Passage:
-- start --
Awesome pics. Great size. Look thick. Solid. Tight. Keep us all posted on your continued progress with any new progress pics or vid clips. Show us what you got man. Wanna see how freakn' huge, solid, thick and tight you can get. Thanks for the motivation.


----------



## Bert Stare (Aug 5, 2011)

rudd said:


> You natty mate or on supps? Any cardio included in this cut or you just running a strict 1200cal?


natty

completely natty, I lift 4 days a week and do cardio like 6 days a week on top of it of just a straight 3.2 mile run (outside)

I figured out that I'm at a 1,200 calorie deficit with the workout and cardio taken into account


----------



## rudd (Jan 7, 2011)

Whats your stats mate if your dont mind me asking? Current bf too?


----------



## Bert Stare (Aug 5, 2011)

5'6''

started @ 84 kg, now @ 73 kg

bf I have no clue, probably like 12% if I had to guess


----------



## flinty90 (Jul 1, 2010)
-- end --
What you need to do:
Extract the entire forum thread above, reproducing it word for word without any changes.

Excerpts from point annotation data:
-- start --
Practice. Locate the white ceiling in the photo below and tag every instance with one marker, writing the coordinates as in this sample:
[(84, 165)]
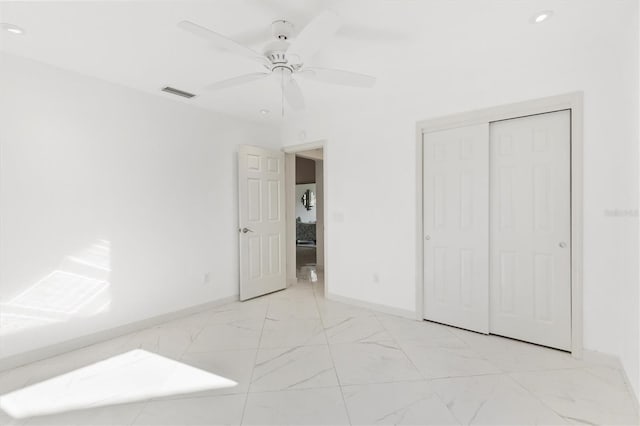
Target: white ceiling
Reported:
[(137, 44)]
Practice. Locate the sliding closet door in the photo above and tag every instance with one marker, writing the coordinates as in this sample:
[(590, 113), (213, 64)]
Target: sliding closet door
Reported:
[(456, 227), (530, 281)]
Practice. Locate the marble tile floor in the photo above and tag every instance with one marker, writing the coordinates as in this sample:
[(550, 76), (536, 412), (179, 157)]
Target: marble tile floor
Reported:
[(301, 359)]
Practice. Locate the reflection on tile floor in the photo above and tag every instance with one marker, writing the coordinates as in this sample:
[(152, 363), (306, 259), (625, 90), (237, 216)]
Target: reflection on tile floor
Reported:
[(301, 359)]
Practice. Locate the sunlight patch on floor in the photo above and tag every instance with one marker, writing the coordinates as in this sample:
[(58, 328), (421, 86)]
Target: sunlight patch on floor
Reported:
[(132, 376)]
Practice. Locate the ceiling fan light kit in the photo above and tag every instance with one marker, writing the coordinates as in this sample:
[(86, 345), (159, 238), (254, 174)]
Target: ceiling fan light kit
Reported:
[(284, 58)]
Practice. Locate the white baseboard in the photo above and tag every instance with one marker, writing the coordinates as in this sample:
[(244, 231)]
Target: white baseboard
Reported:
[(101, 336), (405, 313), (614, 362)]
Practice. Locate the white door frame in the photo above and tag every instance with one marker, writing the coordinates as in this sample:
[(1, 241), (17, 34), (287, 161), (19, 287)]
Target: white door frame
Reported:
[(571, 101), (290, 217)]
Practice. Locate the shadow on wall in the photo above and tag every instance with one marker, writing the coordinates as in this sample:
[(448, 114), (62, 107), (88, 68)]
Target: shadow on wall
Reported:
[(78, 288)]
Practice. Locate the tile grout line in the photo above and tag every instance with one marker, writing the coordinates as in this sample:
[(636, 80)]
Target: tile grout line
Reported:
[(335, 370), (255, 360)]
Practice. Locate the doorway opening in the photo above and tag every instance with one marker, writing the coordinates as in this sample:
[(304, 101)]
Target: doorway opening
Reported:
[(305, 214)]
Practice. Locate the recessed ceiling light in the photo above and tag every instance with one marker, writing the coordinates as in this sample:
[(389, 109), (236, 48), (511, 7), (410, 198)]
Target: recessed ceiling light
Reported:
[(10, 28), (540, 17)]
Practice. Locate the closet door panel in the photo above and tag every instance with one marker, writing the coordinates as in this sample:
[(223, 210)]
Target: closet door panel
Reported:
[(456, 220), (530, 233)]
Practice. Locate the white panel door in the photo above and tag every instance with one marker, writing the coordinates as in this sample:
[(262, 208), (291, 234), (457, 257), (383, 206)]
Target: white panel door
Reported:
[(261, 221), (456, 227), (530, 239)]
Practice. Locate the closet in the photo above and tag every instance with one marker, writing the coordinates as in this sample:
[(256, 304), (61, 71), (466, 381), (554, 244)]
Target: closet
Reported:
[(497, 228)]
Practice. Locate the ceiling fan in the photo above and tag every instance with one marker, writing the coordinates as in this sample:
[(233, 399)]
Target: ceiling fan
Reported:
[(285, 59)]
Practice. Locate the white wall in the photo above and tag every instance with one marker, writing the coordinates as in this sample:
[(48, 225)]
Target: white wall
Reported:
[(484, 60), (112, 185), (306, 216)]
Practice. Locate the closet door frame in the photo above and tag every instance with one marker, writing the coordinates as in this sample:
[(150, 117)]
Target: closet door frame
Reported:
[(570, 101)]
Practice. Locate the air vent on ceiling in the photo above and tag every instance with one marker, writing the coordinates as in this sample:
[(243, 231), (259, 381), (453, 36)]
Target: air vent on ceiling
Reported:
[(177, 92)]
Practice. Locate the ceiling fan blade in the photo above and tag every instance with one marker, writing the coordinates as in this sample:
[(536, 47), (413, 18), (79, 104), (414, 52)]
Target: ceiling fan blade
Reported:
[(293, 95), (221, 41), (345, 78), (314, 35), (236, 81)]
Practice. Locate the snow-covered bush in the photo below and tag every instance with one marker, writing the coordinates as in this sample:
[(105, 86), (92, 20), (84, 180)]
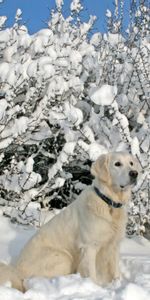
-- end --
Full solution:
Awesome pics. Great size. Look thick. Solid. Tight. Keep us all posted on your continued progress with any new progress pics or vid clips. Show us what you got man. Wanna see how freakn' huge, solid, thick and tight you can get. Thanks for the motivation.


----------



## Bert Stare (Aug 5, 2011)

rudd said:


> You natty mate or on supps? Any cardio included in this cut or you just running a strict 1200cal?


natty

completely natty, I lift 4 days a week and do cardio like 6 days a week on top of it of just a straight 3.2 mile run (outside)

I figured out that I'm at a 1,200 calorie deficit with the workout and cardio taken into account


----------



## rudd (Jan 7, 2011)

Whats your stats mate if your dont mind me asking? Current bf too?


----------



## Bert Stare (Aug 5, 2011)

5'6''

started @ 84 kg, now @ 73 kg

bf I have no clue, probably like 12% if I had to guess


----------



## flinty90 (Jul 1, 2010)